Problem to work on: Gather every line of the material below that contains the string "gravel", and copy each one out. Match case exactly.

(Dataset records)
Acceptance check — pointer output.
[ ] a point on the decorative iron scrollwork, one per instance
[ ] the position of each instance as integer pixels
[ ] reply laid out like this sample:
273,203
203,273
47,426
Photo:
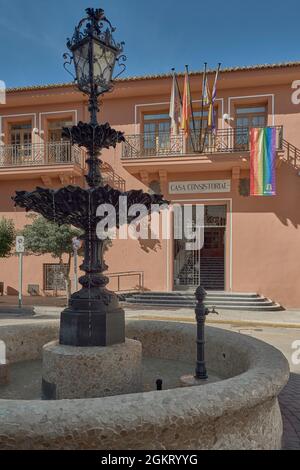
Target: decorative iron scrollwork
93,138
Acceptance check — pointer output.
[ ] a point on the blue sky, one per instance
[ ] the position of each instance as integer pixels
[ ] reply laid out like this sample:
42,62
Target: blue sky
159,34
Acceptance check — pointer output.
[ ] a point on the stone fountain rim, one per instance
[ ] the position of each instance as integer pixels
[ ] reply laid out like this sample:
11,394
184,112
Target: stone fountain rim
266,375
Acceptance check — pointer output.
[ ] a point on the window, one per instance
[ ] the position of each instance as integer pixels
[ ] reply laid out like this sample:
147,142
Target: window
54,277
55,129
20,139
156,132
251,116
247,117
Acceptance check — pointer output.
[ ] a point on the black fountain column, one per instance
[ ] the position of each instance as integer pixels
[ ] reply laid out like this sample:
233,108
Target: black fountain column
93,316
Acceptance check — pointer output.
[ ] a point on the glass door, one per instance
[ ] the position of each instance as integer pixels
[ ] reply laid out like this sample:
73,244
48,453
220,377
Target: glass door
205,266
21,143
59,149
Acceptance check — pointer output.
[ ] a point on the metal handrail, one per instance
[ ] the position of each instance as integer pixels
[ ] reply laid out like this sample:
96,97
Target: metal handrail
140,275
208,142
50,153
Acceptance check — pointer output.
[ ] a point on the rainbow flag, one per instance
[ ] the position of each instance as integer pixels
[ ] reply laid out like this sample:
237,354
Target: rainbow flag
262,161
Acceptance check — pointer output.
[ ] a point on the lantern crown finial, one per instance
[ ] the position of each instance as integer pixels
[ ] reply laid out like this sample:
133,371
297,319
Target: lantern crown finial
94,53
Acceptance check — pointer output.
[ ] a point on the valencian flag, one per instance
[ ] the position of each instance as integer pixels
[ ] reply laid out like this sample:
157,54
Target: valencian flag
211,115
262,161
187,109
175,106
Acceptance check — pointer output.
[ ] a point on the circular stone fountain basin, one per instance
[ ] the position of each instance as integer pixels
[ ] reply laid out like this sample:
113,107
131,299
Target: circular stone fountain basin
239,412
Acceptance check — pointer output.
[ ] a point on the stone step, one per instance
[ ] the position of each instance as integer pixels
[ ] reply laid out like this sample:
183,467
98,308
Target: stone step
209,299
265,306
216,298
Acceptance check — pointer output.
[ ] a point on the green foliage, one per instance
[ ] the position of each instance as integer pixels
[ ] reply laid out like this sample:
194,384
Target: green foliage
7,237
43,237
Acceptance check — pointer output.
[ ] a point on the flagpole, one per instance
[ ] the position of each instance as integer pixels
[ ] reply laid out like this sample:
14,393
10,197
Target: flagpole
202,106
176,79
192,110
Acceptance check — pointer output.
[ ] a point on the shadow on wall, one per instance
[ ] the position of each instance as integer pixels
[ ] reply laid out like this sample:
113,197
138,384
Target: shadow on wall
284,205
11,291
151,244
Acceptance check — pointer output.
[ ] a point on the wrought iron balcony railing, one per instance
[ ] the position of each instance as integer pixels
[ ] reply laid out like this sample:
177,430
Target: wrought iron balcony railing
51,153
210,142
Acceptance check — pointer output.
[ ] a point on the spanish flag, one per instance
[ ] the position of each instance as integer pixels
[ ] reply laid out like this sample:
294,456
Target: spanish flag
187,112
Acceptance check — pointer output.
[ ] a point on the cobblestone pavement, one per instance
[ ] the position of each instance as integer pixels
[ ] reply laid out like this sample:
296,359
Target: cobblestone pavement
290,408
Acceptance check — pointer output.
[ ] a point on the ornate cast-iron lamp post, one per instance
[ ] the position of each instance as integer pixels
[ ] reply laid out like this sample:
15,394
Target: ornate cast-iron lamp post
93,317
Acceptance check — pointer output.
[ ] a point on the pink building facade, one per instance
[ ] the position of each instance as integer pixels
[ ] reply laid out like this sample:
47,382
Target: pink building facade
251,244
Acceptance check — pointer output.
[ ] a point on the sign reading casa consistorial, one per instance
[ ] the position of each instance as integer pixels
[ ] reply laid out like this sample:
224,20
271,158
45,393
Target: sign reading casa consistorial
192,187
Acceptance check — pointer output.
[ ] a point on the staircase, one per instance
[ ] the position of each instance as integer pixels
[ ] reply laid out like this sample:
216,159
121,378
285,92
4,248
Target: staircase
217,299
212,273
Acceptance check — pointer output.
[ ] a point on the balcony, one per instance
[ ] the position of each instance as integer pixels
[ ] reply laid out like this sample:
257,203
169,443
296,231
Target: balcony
52,159
45,161
162,145
52,153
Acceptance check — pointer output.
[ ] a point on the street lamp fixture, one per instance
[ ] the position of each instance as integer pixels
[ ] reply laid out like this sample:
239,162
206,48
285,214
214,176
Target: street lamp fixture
94,316
94,54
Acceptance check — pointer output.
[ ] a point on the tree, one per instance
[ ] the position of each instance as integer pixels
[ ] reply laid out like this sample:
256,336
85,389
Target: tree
7,237
44,237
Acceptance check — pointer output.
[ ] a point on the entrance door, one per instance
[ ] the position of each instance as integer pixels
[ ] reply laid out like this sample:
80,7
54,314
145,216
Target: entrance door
207,265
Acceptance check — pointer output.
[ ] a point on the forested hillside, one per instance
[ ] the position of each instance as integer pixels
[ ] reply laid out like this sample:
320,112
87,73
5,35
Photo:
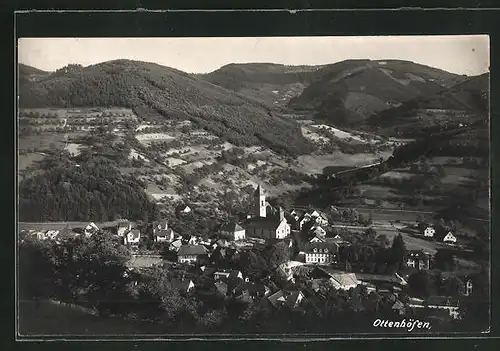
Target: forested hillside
469,98
170,93
94,190
348,92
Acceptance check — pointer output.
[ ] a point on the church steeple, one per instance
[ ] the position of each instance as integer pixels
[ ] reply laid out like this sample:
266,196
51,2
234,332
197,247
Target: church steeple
260,202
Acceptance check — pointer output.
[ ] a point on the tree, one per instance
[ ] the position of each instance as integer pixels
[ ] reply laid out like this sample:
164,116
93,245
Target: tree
453,286
444,260
370,234
398,251
382,240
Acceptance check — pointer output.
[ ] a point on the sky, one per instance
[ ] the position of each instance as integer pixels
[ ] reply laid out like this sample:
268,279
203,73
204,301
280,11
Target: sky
461,54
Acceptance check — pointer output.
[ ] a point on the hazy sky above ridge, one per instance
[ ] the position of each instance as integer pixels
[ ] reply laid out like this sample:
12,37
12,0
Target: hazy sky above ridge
461,54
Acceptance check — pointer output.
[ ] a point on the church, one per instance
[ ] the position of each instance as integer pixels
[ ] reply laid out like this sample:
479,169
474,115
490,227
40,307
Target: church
263,224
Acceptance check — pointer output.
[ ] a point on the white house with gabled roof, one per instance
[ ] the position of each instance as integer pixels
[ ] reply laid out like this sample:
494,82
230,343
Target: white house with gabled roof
429,232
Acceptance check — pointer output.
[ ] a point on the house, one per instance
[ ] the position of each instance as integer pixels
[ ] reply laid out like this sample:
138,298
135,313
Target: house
337,279
227,274
175,245
51,234
295,215
429,232
221,288
260,205
123,228
287,269
183,285
399,307
306,217
468,287
318,232
193,240
132,237
233,231
268,227
291,299
183,210
223,255
380,279
254,290
162,232
418,259
91,229
443,303
192,253
449,238
321,252
318,218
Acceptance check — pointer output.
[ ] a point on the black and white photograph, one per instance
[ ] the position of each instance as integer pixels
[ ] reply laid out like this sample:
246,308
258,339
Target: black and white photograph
242,186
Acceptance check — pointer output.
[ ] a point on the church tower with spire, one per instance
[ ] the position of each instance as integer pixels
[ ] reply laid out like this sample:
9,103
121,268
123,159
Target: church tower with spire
260,202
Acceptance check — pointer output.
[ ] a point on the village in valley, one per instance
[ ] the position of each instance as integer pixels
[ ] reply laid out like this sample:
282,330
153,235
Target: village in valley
255,199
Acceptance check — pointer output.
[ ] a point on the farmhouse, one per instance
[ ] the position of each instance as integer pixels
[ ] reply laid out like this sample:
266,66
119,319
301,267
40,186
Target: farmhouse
318,232
321,252
287,269
444,303
91,229
132,237
162,232
381,279
183,210
184,286
254,290
339,280
429,232
51,234
123,227
233,231
192,253
418,259
318,218
291,299
449,238
228,274
175,245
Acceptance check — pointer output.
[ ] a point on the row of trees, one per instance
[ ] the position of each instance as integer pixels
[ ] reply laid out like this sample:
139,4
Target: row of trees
94,190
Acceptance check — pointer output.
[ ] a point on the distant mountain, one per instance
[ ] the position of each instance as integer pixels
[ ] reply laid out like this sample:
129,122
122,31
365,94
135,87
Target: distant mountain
170,93
273,84
348,92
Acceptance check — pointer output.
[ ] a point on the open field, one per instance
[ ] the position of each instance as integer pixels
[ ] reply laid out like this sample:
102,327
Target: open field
61,225
54,319
41,142
80,112
314,164
24,161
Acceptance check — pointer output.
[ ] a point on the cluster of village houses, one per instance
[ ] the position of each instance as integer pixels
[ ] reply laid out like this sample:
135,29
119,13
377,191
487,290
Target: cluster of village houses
268,223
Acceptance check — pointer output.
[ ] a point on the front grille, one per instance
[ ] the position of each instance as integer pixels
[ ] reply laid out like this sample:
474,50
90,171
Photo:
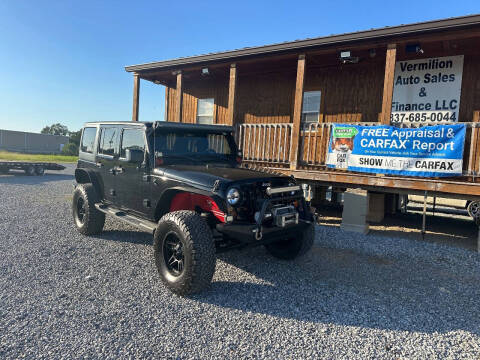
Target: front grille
255,194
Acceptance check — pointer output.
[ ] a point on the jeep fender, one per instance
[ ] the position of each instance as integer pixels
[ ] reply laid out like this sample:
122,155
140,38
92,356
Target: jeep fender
85,176
188,198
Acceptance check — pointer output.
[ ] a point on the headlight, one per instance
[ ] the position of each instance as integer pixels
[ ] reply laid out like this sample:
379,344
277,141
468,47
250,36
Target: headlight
292,192
233,196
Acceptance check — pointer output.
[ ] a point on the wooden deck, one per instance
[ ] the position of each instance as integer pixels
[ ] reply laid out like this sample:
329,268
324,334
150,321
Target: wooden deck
268,146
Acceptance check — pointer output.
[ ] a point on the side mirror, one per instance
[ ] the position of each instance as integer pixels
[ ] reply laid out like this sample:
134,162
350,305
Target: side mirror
134,155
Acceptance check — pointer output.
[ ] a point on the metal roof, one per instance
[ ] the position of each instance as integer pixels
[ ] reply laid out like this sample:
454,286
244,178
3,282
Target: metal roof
291,46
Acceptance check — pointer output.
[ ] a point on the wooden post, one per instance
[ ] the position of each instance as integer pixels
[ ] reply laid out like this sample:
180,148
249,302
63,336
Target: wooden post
388,83
476,116
179,95
167,95
297,112
232,87
136,96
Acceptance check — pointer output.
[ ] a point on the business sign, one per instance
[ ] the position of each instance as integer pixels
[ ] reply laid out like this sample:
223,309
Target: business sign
428,151
427,90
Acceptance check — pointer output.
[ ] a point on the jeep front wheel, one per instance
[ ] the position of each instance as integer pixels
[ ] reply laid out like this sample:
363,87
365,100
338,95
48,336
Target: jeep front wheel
184,252
87,218
294,246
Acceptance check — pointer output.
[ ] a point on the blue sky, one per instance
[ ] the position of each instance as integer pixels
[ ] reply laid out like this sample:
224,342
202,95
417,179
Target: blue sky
63,61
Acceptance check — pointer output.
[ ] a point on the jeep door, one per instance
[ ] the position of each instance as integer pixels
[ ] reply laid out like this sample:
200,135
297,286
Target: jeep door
106,159
131,182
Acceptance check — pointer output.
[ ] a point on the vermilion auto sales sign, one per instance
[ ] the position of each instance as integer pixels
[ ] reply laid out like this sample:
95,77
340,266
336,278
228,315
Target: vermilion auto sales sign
428,151
427,90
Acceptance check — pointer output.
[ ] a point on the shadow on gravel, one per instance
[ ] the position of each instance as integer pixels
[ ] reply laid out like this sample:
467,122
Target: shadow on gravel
124,236
19,178
340,286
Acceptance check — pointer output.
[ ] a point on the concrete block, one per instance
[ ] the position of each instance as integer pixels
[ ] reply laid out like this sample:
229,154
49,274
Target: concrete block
391,203
376,207
355,210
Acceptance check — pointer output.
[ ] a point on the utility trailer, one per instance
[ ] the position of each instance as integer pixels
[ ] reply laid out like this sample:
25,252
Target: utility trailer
30,168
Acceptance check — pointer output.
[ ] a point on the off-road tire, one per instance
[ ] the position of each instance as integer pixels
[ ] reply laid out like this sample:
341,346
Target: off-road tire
294,246
39,170
92,220
198,252
473,209
30,170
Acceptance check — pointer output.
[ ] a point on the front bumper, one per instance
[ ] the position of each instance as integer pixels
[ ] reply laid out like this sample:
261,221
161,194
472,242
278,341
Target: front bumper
249,233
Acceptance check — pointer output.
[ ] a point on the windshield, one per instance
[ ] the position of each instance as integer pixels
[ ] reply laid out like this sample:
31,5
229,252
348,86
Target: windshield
193,146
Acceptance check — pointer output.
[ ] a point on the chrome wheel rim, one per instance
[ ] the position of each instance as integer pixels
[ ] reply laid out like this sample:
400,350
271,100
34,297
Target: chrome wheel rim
173,254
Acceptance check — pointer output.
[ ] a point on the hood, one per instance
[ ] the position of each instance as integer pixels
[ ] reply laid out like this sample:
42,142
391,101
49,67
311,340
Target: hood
207,175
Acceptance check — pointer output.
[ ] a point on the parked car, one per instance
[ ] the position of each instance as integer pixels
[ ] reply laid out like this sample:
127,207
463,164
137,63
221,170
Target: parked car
184,183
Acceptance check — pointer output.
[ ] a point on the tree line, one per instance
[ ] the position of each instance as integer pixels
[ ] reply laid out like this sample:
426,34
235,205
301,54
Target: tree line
74,137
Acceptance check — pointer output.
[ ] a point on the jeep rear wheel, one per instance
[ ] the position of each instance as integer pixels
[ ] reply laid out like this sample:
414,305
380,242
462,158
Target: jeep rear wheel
293,247
184,252
87,218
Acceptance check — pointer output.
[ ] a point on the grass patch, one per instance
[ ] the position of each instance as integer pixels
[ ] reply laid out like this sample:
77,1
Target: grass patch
12,156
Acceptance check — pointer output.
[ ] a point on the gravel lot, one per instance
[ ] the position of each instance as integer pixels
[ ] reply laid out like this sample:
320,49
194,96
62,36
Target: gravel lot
64,295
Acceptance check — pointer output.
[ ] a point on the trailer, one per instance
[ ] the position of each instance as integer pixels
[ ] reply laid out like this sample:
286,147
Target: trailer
30,168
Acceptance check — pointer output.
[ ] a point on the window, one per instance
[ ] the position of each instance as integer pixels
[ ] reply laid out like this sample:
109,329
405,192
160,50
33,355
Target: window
132,139
205,111
311,106
108,140
192,143
88,140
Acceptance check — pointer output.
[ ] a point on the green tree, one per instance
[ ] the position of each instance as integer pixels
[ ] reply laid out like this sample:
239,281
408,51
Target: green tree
55,129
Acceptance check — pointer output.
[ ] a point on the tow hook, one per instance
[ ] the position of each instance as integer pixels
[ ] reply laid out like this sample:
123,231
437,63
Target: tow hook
258,234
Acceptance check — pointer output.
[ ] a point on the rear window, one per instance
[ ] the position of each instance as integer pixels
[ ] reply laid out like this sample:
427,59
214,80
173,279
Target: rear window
132,139
108,141
88,140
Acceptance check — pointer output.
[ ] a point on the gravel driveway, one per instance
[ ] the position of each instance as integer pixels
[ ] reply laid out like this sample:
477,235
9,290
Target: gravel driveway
64,295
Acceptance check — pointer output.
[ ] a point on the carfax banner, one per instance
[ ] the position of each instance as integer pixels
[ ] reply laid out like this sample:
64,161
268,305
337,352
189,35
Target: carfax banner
428,151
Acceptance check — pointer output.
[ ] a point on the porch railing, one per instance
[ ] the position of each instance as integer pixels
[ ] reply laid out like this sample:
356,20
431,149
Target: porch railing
265,142
270,143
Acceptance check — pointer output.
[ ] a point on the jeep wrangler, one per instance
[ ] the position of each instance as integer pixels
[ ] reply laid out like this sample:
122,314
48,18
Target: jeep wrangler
184,184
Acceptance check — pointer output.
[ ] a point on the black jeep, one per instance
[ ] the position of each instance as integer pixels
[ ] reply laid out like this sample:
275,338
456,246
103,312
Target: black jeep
184,184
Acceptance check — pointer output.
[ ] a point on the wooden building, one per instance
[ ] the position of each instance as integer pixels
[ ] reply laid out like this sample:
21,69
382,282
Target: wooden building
283,98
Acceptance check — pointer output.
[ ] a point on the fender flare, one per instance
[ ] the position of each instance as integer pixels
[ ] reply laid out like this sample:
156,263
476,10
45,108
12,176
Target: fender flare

Result for this task:
[ ] a point on the shadow on gravel, one per instance
Target: shadow on gravel
[ ] a point on the gravel lot, one per instance
Target: gravel lot
[ ] a point on the gravel driveway, one per instance
Target: gravel driveway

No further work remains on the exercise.